Insbesondere linksseitige Radwege entgegen der eigentlichen Fahrtrichtung sind gefährlich, da es hier noch häufiger zu Unfällen kommt, als bei Radwegen, die nur in Fahrrichtung freigegeben sind. Laut Allgemeine Verwaltungsvorschrift zur Straßenverkehrs-Ordnung (VwV-StVO), zu § 2, Rand-Nr. 33 ist die Benutzung von in Fahrtrichtung links angelegten Radwegen in Gegenrichtung „insbesondere innerhalb geschlossener Ortschaften mit besonderen Gefahren verbunden und soll deshalb grundsätzlich nicht angeordnet werden.“

Übergangsfrist verstrichen

Den Verwaltungen wurde eine Übergangsfrist zur Überprüfung bestehender Radwegebenutzungspflichten eingeräumt, um diese an die neue Rechtslage anzupassen. Diese Übergangsfrist ist nun jedoch seit über zehn Jahren verstrichen und noch immer befinden sich Radwege in Gütersloh, die der Gesetzeslage nicht entsprechen.

Die Forderung des ADFC

Radverkehr sollte, wenn irgendwie möglich, im Mischverkehr auf der Fahrbahn geführt werden. Bei hoher Verkehrsbelastung oder mehrspurigen Fahrbahnen ist die Abmarkierung von Radfahrstreifen auf der Fahrbahn der Anlage von separat geführten Radwegen in Hochbordausführung vorzuziehen. Linksseitige Radwege sind besonders gefährlich. Innerorts darf es linksseitig angeordnete Benutzungspflichten nach Meinung des ADFC nur bei sehr starkem Verkehrsaufkommen und gleichzeitig begrenzten Platzverhältnissen als absolute Ausnahme geben.

Die Aufhebung von Benutzungspflichten ist ein erster, begrüßenswerter Schritt. Begleitet werden sollte dieser Schritt aber immer auch durch aktive Öffentlichkeitsarbeit der Kommunen, um den Verkehrsteilnehmern die neue Situation und die Hintergründe für die Aufhebung zu erläutern. Hier bietet der ADFC selbstverständlich Unterstützung an. Neben Medienarbeit können auch Schilder diese Aufklärungsarbeit unterstützen. Die Städte Köln und Paderborn nutzen beispielsweise das unten aufgeführte Schild, um sowohl Autofahrer als auch Radfahrer auf die neue Situation aufmerksam zu machen.

Benutzungspflicht aufgehoben! Radverkehr auf der Fahrbahn zulässig! Foto: ADFC Köln

Radwege in Hochbordausführung sind nachgewiesen unsicher und nicht mehr zeitgemäß. Sie dürfen nicht mehr neu gebaut werden. Wenn Radwege neu gebaut werden, müssen die gesetzlichen Bestimmungen eingehalten werden. Dies bedeutet in der Regel der Verzicht auf eine Benutzungspflicht, so dass der Radfahrer die Wahl hat, die Fahrbahn oder den Radweg zu benutzen.

★ ★ ★ ★ ★

- [AUFGABE 1]
Entscheide für jede der drei Aussagen, ob sie mit dem Artikel übereinstimmt, und antworte jeweils mit Ja oder Nein sowie den ausschlaggebenden Worten des Artikels als wörtlichem Zitat. (a) Die Übergangsfrist zur Überprüfung der Radwegebenutzungspflichten ist seit über zehn Jahren verstrichen. (b) Radwege in Hochbordausführung dürfen weiterhin neu gebaut werden. (c) Die Städte Köln und Paderborn verwenden ein Schild, um Verkehrsteilnehmer auf die neue Situation hinzuweisen.
- [AUFGABE 2]
Schreibe die Stelle des Artikels ab, die mit „Die Aufhebung von“ anfängt und sich bis „aufmerksam zu machen.“ erstreckt, und benenne dabei „Kommunen“ in „Gemeinden“ um.

- [DATENAUSZUG]
★ ★ ★ ★ ★

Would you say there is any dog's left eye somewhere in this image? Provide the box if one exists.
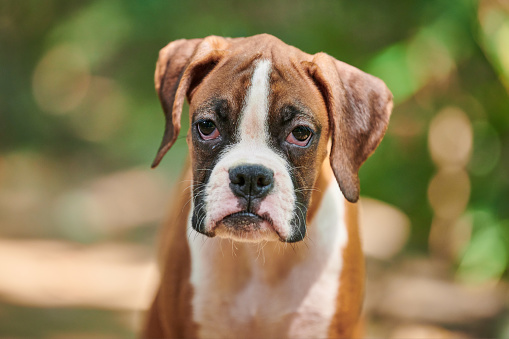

★ ★ ★ ★ ★

- [MUSTERLÖSUNG 1]
(a) Ja: „Diese Übergangsfrist ist nun jedoch seit über zehn Jahren verstrichen“
(b) Nein: „Sie dürfen nicht mehr neu gebaut werden.“
(c) Ja: „Die Städte Köln und Paderborn nutzen beispielsweise das unten aufgeführte Schild, um sowohl Autofahrer als auch Radfahrer auf die neue Situation aufmerksam zu machen.“

- [MUSTERLÖSUNG 2]
Die Aufhebung von Benutzungspflichten ist ein erster, begrüßenswerter Schritt. Begleitet werden sollte dieser Schritt aber immer auch durch aktive Öffentlichkeitsarbeit der Gemeinden, um den Verkehrsteilnehmern die neue Situation und die Hintergründe für die Aufhebung zu erläutern. Hier bietet der ADFC selbstverständlich Unterstützung an. Neben Medienarbeit können auch Schilder diese Aufklärungsarbeit unterstützen. Die Städte Köln und Paderborn nutzen beispielsweise das unten aufgeführte Schild, um sowohl Autofahrer als auch Radfahrer auf die neue Situation aufmerksam zu machen.